Exercise details: Print exactly the lines below between the line holding "positive clicks: (12, 238)" and the line holding "positive clicks: (387, 34) (2, 27)", inclusive, and nothing more.
::::
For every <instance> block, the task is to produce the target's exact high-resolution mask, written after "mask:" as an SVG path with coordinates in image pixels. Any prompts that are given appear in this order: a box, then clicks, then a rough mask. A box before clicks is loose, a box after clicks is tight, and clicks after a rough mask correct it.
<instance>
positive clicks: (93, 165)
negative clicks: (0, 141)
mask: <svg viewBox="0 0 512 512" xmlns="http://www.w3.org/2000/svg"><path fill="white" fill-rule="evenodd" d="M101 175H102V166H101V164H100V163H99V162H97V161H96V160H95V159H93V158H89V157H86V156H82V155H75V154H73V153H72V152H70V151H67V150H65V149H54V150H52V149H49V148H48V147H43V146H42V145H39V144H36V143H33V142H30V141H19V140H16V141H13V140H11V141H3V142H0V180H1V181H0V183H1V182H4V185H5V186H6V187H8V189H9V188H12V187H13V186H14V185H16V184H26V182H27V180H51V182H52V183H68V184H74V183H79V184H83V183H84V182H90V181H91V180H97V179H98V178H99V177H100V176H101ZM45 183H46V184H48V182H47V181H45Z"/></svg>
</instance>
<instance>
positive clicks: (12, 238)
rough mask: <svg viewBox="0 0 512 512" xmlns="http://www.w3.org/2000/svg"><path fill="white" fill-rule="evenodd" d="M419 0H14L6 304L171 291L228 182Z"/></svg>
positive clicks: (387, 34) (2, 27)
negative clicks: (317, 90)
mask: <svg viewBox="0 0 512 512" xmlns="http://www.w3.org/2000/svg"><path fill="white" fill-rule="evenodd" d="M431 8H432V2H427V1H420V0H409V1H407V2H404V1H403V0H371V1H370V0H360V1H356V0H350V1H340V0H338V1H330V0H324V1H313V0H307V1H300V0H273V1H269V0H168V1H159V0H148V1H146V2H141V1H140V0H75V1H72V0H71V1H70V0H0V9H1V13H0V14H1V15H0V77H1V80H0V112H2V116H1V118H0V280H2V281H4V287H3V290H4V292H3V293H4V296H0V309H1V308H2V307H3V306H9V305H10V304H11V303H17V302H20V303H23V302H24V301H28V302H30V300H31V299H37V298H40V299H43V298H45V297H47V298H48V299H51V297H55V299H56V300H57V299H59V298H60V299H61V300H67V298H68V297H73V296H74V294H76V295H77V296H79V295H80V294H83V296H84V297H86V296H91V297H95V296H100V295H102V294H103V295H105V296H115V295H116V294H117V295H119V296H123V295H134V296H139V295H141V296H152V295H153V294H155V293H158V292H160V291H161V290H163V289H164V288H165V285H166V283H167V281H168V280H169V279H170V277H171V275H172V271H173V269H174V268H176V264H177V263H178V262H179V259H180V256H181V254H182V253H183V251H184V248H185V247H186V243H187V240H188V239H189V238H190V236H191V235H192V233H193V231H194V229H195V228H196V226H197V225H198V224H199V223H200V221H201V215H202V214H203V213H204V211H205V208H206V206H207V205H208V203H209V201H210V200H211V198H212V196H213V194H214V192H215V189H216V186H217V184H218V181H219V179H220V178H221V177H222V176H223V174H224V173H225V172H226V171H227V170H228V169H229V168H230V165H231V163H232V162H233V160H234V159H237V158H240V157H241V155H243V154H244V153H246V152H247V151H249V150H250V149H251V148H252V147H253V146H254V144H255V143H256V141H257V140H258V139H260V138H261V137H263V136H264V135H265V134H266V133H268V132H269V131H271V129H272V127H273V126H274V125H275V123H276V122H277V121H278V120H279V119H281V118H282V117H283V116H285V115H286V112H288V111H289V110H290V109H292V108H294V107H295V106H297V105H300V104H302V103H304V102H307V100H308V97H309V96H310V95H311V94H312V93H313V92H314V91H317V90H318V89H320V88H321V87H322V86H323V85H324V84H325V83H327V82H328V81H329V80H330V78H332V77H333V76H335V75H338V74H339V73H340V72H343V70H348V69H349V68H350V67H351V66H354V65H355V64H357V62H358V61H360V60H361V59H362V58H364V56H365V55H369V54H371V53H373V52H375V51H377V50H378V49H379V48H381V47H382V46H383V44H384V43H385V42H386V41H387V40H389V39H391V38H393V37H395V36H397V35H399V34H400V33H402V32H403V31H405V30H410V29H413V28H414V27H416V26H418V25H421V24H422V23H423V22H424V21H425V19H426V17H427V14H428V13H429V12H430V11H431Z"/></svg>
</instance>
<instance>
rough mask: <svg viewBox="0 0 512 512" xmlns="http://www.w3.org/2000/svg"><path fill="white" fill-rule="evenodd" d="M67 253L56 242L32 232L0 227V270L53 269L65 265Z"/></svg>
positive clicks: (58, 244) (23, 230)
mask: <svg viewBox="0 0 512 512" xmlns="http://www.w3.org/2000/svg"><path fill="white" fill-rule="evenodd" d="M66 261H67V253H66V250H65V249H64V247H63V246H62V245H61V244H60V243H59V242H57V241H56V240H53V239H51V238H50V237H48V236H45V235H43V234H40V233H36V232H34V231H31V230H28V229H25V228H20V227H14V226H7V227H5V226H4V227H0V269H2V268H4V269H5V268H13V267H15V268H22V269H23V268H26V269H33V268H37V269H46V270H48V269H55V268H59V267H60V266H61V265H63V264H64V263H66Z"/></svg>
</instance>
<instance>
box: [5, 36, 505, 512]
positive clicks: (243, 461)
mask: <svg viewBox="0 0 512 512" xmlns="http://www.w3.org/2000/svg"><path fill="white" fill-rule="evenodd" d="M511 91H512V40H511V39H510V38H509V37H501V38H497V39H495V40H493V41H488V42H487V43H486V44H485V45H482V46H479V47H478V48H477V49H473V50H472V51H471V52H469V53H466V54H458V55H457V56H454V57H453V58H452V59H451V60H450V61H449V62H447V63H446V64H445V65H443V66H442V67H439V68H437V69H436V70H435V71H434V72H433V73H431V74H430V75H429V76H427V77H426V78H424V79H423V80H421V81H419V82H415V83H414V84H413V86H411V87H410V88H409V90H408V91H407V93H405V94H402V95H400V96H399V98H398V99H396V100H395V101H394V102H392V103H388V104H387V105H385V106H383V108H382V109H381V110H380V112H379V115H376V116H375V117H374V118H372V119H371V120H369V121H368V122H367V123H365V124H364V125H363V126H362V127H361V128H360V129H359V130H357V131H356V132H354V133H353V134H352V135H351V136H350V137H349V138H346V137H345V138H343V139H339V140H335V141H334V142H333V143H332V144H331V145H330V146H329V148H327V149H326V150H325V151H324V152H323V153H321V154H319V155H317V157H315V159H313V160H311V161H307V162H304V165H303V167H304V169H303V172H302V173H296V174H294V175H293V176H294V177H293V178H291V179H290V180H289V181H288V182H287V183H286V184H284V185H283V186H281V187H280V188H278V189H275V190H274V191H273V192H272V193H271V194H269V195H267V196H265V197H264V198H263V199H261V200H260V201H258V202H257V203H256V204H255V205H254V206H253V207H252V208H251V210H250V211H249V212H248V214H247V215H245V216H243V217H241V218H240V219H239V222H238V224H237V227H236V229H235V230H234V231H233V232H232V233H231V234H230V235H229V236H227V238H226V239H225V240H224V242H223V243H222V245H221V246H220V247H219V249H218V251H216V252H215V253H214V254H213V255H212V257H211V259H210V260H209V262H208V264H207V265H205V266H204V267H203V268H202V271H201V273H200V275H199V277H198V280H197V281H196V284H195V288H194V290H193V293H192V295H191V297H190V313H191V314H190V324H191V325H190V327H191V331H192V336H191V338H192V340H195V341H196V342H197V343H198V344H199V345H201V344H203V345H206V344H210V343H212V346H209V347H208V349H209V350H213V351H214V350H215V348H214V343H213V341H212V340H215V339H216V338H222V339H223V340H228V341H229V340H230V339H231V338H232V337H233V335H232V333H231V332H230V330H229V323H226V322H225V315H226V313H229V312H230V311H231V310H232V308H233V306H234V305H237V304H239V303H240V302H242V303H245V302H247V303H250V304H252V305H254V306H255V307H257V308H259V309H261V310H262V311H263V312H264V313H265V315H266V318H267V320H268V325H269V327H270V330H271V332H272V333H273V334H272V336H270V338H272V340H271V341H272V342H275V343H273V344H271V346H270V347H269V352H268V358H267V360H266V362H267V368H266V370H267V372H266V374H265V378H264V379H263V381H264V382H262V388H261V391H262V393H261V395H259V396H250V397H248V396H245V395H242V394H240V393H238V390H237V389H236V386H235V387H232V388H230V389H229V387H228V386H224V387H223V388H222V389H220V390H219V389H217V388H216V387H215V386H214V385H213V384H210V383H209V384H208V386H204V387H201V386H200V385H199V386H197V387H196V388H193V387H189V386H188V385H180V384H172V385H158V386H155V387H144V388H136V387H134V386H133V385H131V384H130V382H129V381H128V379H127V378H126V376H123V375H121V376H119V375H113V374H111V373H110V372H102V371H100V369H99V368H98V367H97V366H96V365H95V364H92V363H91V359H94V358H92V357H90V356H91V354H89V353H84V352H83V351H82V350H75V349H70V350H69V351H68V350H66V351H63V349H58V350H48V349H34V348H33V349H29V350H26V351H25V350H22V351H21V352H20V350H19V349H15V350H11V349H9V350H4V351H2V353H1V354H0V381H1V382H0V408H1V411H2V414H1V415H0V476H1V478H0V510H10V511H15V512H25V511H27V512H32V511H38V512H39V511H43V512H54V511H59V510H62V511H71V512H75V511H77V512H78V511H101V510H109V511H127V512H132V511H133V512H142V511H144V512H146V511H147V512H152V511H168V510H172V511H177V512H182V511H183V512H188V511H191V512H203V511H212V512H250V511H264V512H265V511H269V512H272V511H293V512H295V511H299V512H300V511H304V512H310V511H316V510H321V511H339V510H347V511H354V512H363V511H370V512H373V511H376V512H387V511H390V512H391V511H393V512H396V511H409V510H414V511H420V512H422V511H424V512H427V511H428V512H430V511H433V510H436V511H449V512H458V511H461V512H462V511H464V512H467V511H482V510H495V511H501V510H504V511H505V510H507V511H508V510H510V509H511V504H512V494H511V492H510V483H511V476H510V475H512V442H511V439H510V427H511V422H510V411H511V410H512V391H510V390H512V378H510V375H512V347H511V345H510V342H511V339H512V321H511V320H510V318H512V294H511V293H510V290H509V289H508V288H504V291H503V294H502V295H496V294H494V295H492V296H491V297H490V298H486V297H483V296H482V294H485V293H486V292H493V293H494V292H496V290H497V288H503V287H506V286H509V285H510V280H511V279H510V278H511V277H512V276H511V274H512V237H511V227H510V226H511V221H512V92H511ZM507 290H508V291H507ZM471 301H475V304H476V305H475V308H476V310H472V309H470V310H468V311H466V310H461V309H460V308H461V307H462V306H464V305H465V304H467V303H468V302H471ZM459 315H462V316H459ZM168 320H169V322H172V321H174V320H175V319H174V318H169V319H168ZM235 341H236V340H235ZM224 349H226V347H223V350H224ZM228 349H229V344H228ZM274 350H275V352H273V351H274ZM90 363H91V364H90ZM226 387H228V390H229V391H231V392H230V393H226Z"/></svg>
::::
Answer space:
positive clicks: (12, 238)
rough mask: <svg viewBox="0 0 512 512" xmlns="http://www.w3.org/2000/svg"><path fill="white" fill-rule="evenodd" d="M419 0H14L6 304L171 291L228 182Z"/></svg>
positive clicks: (387, 34) (2, 27)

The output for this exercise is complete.